**PROBLEM DETAILS**
Output everything below, from the line containing "of the blue" down through the last line, as a Markdown table with the columns No. and Text. Number each row and leave out any blank lines.

==== STORED ROWS

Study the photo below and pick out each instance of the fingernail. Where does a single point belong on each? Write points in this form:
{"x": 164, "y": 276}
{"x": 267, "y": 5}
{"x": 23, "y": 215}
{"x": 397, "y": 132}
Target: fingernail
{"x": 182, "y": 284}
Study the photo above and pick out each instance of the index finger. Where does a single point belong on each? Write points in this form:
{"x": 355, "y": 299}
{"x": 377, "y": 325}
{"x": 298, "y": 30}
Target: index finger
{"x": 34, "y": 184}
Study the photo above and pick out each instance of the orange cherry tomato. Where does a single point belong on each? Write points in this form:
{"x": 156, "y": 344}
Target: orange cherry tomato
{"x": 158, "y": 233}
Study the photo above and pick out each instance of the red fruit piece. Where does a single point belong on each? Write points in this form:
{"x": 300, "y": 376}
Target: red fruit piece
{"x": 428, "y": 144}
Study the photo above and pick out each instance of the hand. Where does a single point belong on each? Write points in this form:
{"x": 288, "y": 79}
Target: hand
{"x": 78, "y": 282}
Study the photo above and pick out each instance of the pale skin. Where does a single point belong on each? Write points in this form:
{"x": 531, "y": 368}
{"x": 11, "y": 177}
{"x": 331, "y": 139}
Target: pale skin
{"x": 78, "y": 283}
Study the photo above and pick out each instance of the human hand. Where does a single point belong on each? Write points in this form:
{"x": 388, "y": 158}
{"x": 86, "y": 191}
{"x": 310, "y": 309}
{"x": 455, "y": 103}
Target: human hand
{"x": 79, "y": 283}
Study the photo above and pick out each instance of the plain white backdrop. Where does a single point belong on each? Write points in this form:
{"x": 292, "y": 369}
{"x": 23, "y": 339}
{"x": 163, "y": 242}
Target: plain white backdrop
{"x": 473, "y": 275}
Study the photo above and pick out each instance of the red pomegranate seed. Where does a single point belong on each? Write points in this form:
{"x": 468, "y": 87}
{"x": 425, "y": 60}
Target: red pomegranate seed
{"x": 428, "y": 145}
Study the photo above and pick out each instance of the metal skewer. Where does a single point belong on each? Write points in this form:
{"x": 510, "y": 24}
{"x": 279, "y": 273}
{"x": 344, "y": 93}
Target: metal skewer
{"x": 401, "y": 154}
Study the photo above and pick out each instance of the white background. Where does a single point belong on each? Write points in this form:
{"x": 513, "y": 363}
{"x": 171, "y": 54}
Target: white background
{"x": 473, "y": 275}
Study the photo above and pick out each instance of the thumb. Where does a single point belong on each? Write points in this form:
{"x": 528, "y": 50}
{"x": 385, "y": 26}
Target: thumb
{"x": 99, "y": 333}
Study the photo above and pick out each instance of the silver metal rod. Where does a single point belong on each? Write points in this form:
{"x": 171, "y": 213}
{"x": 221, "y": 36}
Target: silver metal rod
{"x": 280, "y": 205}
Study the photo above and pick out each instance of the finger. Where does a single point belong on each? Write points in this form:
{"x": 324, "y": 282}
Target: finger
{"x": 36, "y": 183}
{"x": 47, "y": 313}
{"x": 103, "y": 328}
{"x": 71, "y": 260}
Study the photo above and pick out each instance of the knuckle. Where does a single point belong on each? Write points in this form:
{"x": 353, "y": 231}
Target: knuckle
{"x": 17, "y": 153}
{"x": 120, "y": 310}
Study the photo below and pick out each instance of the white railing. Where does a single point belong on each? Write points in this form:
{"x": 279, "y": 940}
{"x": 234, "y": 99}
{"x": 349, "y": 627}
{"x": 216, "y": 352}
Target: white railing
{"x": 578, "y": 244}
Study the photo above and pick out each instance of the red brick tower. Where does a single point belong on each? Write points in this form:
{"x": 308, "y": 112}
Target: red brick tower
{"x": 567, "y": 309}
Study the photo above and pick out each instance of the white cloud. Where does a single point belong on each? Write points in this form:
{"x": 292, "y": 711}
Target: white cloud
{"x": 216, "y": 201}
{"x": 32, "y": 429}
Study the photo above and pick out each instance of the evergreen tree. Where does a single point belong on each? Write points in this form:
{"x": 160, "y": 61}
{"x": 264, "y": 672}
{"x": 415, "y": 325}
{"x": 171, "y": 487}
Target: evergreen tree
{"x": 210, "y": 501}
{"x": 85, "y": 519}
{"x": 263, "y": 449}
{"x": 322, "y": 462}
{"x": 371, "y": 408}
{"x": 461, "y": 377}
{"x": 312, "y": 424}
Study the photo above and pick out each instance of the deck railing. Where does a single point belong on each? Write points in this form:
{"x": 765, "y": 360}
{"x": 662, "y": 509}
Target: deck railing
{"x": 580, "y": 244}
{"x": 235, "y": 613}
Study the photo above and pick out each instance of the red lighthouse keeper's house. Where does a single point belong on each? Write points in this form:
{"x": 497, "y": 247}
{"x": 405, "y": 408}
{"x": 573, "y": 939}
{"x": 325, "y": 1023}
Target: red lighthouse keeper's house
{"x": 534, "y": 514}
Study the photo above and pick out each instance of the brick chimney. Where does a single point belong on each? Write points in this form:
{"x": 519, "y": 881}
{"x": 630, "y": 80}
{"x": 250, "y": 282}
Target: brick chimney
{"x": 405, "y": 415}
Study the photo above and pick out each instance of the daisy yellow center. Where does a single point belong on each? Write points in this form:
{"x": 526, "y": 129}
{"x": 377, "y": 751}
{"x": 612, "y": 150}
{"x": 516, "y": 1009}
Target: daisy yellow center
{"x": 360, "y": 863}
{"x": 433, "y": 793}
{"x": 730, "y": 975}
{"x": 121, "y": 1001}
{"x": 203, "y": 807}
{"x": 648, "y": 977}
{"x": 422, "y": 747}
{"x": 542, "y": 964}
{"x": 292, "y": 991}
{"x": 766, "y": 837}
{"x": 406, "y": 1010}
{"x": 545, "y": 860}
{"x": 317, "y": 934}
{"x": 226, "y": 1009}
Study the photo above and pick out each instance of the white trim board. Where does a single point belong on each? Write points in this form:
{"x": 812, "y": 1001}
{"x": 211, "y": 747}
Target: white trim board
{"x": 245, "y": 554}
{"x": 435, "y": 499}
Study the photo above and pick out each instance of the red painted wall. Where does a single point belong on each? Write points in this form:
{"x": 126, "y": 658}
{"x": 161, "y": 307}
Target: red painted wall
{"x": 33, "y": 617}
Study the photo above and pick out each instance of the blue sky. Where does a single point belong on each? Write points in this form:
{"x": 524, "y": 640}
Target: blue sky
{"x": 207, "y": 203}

========

**FULL OUTPUT**
| No. | Text |
|---|---|
| 1 | Study the photo above and pick out each instance of the blue sky. Where does a single point belong on each? Write points in this form: |
| 2 | {"x": 524, "y": 640} |
| 3 | Target: blue sky |
| 4 | {"x": 207, "y": 203} |